What is required
Return each of the following rows word for word, covering all of them. Leave the pictures out of what you give back.

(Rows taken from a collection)
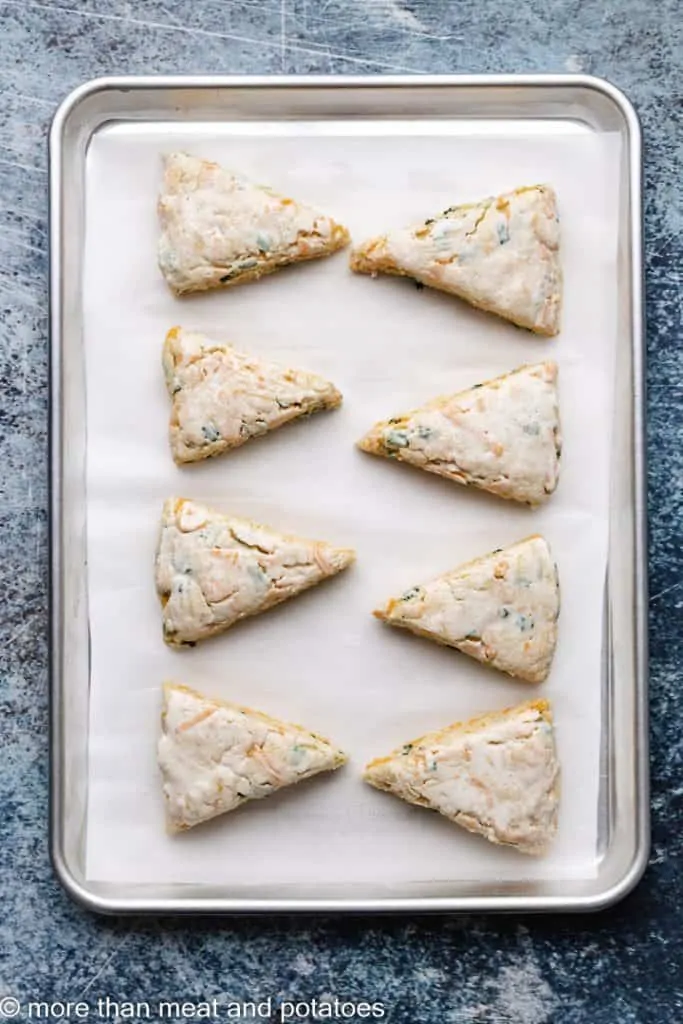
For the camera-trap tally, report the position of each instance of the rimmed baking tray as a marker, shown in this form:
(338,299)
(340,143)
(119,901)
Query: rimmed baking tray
(427,108)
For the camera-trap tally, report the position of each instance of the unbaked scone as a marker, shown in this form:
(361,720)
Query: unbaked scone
(219,228)
(501,255)
(213,569)
(222,397)
(501,609)
(503,436)
(497,775)
(214,756)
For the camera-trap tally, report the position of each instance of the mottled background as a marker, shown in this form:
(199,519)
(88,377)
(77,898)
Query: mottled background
(621,966)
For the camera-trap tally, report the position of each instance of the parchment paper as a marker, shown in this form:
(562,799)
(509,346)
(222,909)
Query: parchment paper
(322,659)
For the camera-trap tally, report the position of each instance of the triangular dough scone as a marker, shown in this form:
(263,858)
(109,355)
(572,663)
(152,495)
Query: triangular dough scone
(501,254)
(215,756)
(219,228)
(503,436)
(497,775)
(213,569)
(222,397)
(501,608)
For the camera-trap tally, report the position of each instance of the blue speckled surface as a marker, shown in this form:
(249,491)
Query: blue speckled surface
(622,966)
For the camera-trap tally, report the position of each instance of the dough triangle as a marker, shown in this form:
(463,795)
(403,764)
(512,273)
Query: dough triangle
(213,569)
(222,397)
(497,775)
(501,254)
(503,436)
(214,756)
(219,228)
(501,609)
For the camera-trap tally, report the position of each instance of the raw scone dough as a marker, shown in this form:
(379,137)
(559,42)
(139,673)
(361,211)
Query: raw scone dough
(503,436)
(222,397)
(215,756)
(219,228)
(501,608)
(213,569)
(501,254)
(497,775)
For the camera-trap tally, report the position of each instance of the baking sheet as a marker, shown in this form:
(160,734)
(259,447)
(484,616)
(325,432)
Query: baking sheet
(322,659)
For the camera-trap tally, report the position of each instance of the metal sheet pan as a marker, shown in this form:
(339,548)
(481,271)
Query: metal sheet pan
(623,847)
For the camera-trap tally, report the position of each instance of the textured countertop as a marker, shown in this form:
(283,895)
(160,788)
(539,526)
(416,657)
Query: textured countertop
(621,966)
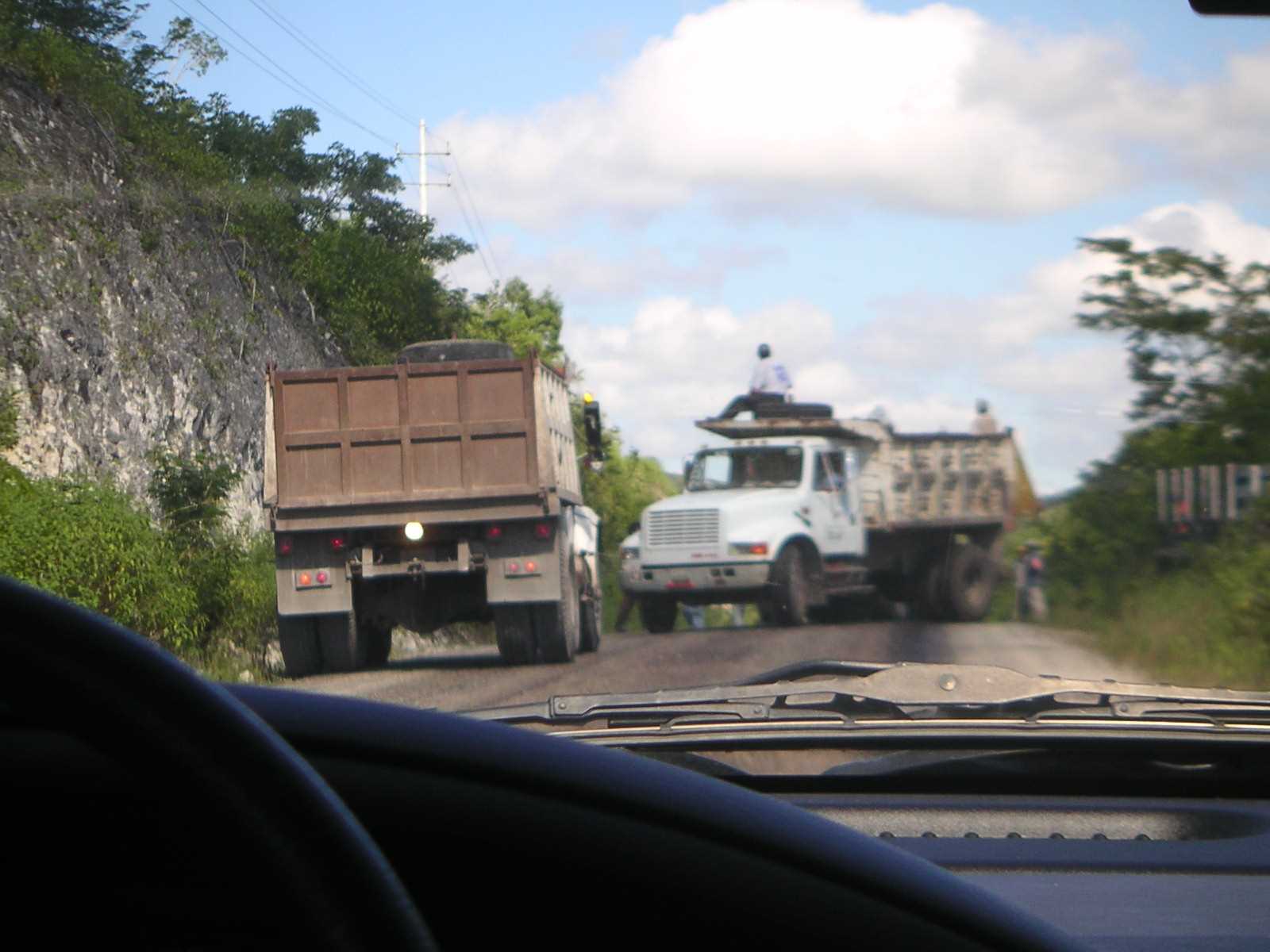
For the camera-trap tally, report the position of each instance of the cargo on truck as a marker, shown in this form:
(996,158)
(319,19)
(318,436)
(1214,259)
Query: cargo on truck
(438,489)
(806,514)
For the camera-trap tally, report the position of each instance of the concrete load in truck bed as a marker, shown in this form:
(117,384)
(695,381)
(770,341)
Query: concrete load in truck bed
(371,446)
(910,479)
(442,488)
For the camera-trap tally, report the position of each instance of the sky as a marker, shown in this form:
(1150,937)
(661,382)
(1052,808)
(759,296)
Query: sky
(891,194)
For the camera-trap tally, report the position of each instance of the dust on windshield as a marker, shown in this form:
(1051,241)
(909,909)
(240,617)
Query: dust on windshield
(1001,268)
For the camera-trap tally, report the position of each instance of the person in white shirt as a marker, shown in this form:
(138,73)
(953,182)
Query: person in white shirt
(770,384)
(983,423)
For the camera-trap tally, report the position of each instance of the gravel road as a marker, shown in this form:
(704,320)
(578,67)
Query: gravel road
(460,678)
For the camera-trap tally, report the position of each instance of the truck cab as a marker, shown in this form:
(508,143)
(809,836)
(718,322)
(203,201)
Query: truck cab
(751,512)
(804,514)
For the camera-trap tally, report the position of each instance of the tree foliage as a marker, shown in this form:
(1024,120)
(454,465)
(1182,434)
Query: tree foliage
(1198,333)
(520,317)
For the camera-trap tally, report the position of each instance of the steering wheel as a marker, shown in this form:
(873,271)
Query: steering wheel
(67,668)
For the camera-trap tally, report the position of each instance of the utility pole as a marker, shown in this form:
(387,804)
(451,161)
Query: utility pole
(423,169)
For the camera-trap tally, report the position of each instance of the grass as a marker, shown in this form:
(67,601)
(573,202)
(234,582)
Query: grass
(1181,630)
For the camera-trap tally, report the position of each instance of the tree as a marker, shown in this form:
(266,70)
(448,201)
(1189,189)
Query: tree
(1198,334)
(518,317)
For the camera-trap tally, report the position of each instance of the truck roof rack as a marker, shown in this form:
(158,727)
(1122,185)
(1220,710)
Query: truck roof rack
(793,427)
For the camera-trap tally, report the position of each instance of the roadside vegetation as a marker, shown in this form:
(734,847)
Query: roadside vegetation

Correct output
For the camera-trap tally, report the position of each instance of the rimmed baking tray as a marker, shown in this form:
(338,299)
(340,143)
(119,901)
Query: rimmed baking tray
(427,108)
For the camera-trap tally, report the position of each instance of the unbaked scone as a marker, shown in this form:
(361,720)
Query: unbaked scone
(219,228)
(501,255)
(213,569)
(222,397)
(501,609)
(503,436)
(497,775)
(214,756)
For the camera-trap tally, report the position of each instance of the mottled background as a marker, shown in this form:
(199,519)
(88,377)
(77,898)
Query: mottled background
(621,966)
For the camera-trap tally, report the position of each instance of the parchment paper as a marker, shown in this form:
(562,799)
(509,346)
(222,909)
Query: parchment paper
(322,659)
For the camera-trap tally, report the position of each instance of the triangular dough scone as a marker, shown in this form:
(263,858)
(109,355)
(572,663)
(152,495)
Query: triangular dough scone
(501,254)
(215,756)
(219,228)
(503,436)
(497,775)
(213,569)
(222,397)
(501,608)
For the camera-trap tally, report the position of each instance of the blue speckled surface as a marker, shown in this form:
(249,491)
Query: blue speckled surface
(622,966)
For the camera-trap tally, report the position of each instance of the dough triangle as a marker, shown in this form:
(463,795)
(403,764)
(512,273)
Query: dough triangle
(213,569)
(222,397)
(497,775)
(501,254)
(503,436)
(214,756)
(219,228)
(501,609)
For the camera-trap tally, report the position of each instance of the raw scone dough as a marker, shown in this form:
(379,137)
(559,42)
(139,673)
(361,211)
Query: raw scone dough
(503,436)
(222,397)
(215,756)
(219,228)
(501,608)
(213,569)
(501,254)
(497,775)
For the camera-trap tally, report the position of each instance of the baking sheet as a marker, shown in this form:
(160,734)
(259,447)
(484,616)
(325,432)
Query: baking sheet
(322,659)
For the camera-trap tally, report the position of each instance of the metal sheet pan as a marker, shown in this form:
(339,548)
(481,271)
Query: metal sheet pan
(623,847)
For the camera-trap tally, report the position of each instance of the textured countertop as a marker, shown in this form:
(283,895)
(160,788)
(539,526)
(416,657)
Query: textured countertop
(621,966)
For the camera-trap tally, report the position of each instance of the cargo on truck as a marker, shown in this form:
(996,158)
(319,19)
(318,436)
(1214,259)
Query: cargo on truck
(438,489)
(806,514)
For the camera-trap tally, report the position of each instance of the concrete load in truck bed as a marker, shown in this form:
(117,384)
(695,381)
(770,341)
Query: concrete load in truck bed
(371,446)
(910,479)
(442,488)
For the camera-trap tally, report the position of each instance of the sky as a marker, shown in this form:
(1150,937)
(661,382)
(1052,808)
(759,296)
Query: sky
(891,194)
For the camera-trap tally, report the position of each instance of the dust on windshield as a marker, shown in this form:
(1051,241)
(909,909)
(240,617)
Query: dust on windshield
(1001,268)
For the camera-trap tally, report the position of each instance of the person in white shirt as a marker, shown in this form:
(138,73)
(953,182)
Query: person in white shirt
(770,384)
(983,423)
For the camera-trap tally, report the position of each instance of the gravel road as a marker, shown in this form:
(704,320)
(578,67)
Query: gravel road
(460,678)
For the camera-trap tally, report the position of each instance of the truck cab as a marker, shown in this form:
(508,143)
(809,836)
(718,322)
(203,201)
Query: truck cab
(751,512)
(804,514)
For the camera-trap tally, report the position of each instance of the tree foliage as a marker, shown in this form:
(1024,120)
(454,465)
(1182,434)
Query: tree foliage
(1198,333)
(520,317)
For the camera-trap tally, report the position of each instance of the steering wheel as a marker, shown in this form:
(873,271)
Query: steering wheel
(67,668)
For the camera-trap tally, report the position of each instance of the utility pole as a marker, shown in this form:
(387,804)
(451,161)
Query: utility pole
(423,169)
For the camera-trap tally, report the position of each instance of the grass as a marker, shown in this form:
(67,601)
(573,202)
(234,582)
Query: grass
(1181,630)
For the camera-trap tally, report the position of each instance of the tree as a marker, shown in this form:
(266,70)
(448,201)
(1189,189)
Query: tree
(1198,334)
(518,317)
For the camera-trap tally, report the position of each instance of the truck roof rack as a marker, shown in this form:
(158,727)
(1122,185)
(1220,710)
Query: truck roof rack
(793,427)
For the camera-trap tally, report the position of each instance of the roadside vegetation as a marker, shown in this form:
(734,847)
Query: roadside vegetation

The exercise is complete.